Dataset records:
- Opening Delimiter -

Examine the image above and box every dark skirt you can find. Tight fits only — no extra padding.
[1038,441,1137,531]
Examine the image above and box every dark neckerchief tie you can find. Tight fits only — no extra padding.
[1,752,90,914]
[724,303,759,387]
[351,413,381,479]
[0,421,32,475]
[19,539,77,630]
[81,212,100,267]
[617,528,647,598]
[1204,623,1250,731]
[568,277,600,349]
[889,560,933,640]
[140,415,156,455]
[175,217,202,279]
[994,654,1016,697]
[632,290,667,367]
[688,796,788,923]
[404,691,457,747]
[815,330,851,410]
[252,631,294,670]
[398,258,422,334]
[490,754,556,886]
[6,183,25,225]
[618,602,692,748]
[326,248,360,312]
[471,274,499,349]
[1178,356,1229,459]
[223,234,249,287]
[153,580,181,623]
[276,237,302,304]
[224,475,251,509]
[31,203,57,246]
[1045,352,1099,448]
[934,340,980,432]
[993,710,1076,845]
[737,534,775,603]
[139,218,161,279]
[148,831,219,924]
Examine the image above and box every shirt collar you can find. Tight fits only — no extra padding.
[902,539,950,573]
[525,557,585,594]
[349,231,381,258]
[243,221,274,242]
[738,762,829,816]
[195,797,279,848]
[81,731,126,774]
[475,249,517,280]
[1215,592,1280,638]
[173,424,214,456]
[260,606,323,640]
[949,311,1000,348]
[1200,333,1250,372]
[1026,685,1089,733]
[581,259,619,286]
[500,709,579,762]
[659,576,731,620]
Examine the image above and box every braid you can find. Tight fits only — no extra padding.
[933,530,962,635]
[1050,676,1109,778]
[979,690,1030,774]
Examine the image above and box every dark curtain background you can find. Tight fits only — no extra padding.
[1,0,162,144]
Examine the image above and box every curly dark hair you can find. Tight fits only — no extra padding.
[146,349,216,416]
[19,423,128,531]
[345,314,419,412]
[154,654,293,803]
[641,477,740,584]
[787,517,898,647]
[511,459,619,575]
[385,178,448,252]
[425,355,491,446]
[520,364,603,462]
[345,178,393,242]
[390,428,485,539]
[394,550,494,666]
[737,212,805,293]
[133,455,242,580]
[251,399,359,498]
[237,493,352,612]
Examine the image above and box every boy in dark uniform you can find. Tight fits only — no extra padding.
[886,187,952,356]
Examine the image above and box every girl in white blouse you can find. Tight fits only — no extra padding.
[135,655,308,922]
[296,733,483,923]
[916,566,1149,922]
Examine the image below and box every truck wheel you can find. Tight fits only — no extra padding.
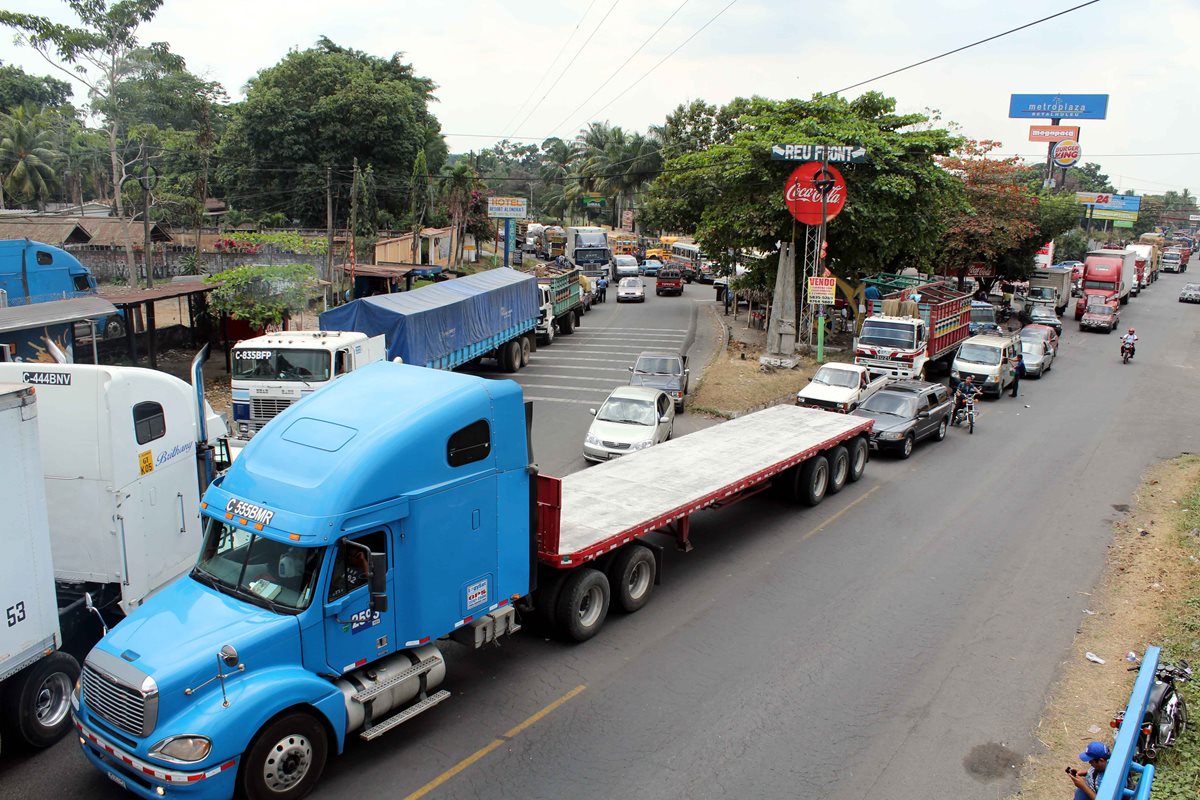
[2,652,79,748]
[103,315,126,340]
[239,712,328,800]
[826,446,849,494]
[555,568,610,642]
[501,341,521,373]
[608,545,655,613]
[519,337,531,367]
[796,455,829,506]
[559,313,576,335]
[846,437,868,482]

- Closing Delimiter -

DIRECTIONS FOR THIS TASK: When copying, output the data exactly and leave out the pictures.

YOUR RESPONSE:
Examine the image above and box every dark skirt you can find. Tight fits only — no extra padding.
[1038,441,1137,531]
Examine the image above and box every dark neckerchief tie you can find. Tight fits only — no extra padding.
[1,752,90,914]
[724,303,759,387]
[351,413,381,479]
[0,421,32,475]
[19,539,77,630]
[81,212,100,267]
[617,528,647,598]
[1204,623,1250,731]
[568,277,600,349]
[889,560,933,640]
[140,415,156,455]
[175,217,202,279]
[994,654,1016,697]
[632,290,667,367]
[688,796,788,923]
[404,691,457,747]
[815,330,851,410]
[252,631,294,670]
[398,258,422,334]
[490,754,556,886]
[6,183,25,225]
[618,602,692,748]
[326,248,360,312]
[471,274,499,349]
[1178,356,1229,459]
[223,234,249,287]
[153,580,181,623]
[276,237,302,304]
[224,475,251,509]
[31,203,57,246]
[1045,352,1099,448]
[934,340,980,432]
[993,710,1076,845]
[737,534,775,603]
[139,218,161,279]
[148,831,219,924]
Examine the image above and box every shirt collar you can find. Tight fits only — no extra padding.
[902,539,950,573]
[525,557,585,594]
[349,231,381,258]
[243,221,274,242]
[738,762,829,816]
[195,797,279,848]
[81,731,126,774]
[475,249,517,280]
[1215,592,1280,638]
[173,424,214,456]
[260,606,323,640]
[949,311,1000,348]
[1200,333,1250,372]
[1026,685,1089,733]
[581,259,619,286]
[500,709,579,762]
[659,576,731,620]
Examine the image above and box every braid you can find. Tight fits only — no extra padding.
[933,530,962,635]
[1050,676,1109,778]
[979,690,1030,774]
Examine the image above and box every dark curtain background you can find. Tight fits only — no extra padding.
[1,0,162,144]
Examine the image above and box every curly dark hair you can find. Tight fits only — no extra padding.
[146,349,216,416]
[19,423,128,531]
[345,314,419,412]
[154,654,293,803]
[641,477,740,584]
[787,517,898,647]
[511,459,619,575]
[385,178,448,252]
[425,355,491,446]
[520,364,603,462]
[345,178,393,242]
[390,428,485,539]
[394,550,494,666]
[737,212,805,293]
[133,455,242,580]
[251,399,359,498]
[237,493,352,612]
Examine the image above and box every boy in dark uniform you can find. Tight fits only — no extra padding.
[886,187,952,356]
Examine the image above and box every girl in white blouse you can find. Tight fits only — no extra padding.
[135,655,308,922]
[296,733,483,923]
[916,566,1149,922]
Examine the image below and box every truck wheel you can find. Tight fits only — no extra padding.
[2,652,79,748]
[103,315,126,340]
[239,712,328,800]
[826,446,849,494]
[555,568,610,642]
[501,341,521,373]
[608,545,655,613]
[519,337,531,367]
[796,455,829,506]
[559,313,576,335]
[846,437,868,482]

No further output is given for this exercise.